:: Records for processing ::

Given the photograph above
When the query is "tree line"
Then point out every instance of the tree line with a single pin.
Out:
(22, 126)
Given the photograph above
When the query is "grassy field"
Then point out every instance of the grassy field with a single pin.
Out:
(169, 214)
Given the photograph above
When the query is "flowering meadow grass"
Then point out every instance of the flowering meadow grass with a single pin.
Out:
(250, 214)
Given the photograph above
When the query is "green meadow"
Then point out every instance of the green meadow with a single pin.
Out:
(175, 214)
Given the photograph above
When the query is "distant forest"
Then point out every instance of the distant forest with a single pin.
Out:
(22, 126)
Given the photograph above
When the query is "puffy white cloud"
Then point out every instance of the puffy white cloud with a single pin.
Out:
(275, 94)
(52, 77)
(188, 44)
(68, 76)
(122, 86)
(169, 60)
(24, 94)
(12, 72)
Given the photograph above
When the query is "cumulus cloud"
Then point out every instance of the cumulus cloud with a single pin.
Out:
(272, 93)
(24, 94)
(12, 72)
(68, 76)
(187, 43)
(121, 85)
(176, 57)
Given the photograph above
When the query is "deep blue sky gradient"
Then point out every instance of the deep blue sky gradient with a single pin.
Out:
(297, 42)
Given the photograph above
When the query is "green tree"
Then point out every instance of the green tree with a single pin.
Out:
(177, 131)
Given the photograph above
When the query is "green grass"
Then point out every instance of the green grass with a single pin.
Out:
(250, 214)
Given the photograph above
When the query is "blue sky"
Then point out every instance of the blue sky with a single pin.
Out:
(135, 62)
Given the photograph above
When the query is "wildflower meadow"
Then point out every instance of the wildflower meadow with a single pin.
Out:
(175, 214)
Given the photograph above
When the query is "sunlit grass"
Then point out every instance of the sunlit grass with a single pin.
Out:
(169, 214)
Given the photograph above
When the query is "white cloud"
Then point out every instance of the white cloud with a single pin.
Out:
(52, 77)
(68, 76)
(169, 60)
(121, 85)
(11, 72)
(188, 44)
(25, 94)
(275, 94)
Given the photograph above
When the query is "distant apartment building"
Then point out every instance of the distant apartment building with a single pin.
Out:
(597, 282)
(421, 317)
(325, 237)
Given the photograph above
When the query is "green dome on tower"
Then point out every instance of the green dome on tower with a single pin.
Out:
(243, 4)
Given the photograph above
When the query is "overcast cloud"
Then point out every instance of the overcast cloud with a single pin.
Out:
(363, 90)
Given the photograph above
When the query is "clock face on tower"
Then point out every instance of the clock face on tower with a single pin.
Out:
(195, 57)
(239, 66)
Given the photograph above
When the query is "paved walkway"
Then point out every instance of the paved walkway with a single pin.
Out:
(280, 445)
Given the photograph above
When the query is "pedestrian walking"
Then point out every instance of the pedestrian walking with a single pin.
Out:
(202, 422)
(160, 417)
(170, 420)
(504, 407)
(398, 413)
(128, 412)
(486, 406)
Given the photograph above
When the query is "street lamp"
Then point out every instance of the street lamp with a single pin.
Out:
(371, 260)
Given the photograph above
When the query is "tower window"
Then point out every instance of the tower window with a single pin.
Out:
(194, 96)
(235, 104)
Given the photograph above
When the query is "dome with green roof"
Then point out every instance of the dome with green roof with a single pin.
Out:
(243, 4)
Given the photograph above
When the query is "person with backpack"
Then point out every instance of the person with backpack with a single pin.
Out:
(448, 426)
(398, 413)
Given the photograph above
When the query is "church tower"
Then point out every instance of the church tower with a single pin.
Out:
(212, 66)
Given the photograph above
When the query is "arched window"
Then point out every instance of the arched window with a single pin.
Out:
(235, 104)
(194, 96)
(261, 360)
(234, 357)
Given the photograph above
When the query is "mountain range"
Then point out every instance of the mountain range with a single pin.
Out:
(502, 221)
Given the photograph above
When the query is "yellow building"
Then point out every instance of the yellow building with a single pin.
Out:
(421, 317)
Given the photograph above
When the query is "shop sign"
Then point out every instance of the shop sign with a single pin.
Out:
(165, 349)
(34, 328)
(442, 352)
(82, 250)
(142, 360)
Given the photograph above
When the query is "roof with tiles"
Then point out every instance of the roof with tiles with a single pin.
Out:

:::
:: Records for processing ::

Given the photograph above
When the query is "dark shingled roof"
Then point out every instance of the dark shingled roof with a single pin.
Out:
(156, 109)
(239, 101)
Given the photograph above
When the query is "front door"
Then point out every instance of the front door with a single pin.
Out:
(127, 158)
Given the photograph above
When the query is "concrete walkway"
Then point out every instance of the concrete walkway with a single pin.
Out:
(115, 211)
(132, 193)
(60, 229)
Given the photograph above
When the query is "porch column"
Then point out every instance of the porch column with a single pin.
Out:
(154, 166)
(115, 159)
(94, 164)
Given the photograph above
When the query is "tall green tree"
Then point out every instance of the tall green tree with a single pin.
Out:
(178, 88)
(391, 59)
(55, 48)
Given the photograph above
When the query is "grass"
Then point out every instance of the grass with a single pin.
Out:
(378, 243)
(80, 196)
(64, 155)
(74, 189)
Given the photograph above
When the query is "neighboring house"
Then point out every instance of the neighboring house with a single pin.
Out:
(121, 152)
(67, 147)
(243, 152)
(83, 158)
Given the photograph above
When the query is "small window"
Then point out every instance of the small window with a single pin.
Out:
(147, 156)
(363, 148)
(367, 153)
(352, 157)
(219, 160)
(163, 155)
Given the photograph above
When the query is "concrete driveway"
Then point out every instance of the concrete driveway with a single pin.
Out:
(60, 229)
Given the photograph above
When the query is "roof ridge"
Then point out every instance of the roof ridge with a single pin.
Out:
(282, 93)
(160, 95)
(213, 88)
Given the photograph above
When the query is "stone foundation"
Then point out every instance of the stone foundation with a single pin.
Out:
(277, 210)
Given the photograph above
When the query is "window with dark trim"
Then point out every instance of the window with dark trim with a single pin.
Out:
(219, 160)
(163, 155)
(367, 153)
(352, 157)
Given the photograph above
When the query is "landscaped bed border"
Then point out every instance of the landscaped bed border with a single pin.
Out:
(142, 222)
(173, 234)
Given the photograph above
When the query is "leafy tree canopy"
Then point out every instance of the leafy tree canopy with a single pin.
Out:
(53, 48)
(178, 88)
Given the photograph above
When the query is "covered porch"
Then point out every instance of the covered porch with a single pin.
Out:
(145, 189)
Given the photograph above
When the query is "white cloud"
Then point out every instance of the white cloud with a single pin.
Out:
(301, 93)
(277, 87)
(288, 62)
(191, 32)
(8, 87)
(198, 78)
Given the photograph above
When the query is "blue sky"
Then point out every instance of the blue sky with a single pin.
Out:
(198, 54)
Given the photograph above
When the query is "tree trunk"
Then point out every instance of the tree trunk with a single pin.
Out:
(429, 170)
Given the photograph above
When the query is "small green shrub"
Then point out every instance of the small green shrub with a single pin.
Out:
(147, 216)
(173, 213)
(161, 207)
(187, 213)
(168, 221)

:::

Instructions for the task » Please count how many lines in the data above contain the string "cumulus", and reply with that number alone.

Exercise response » 2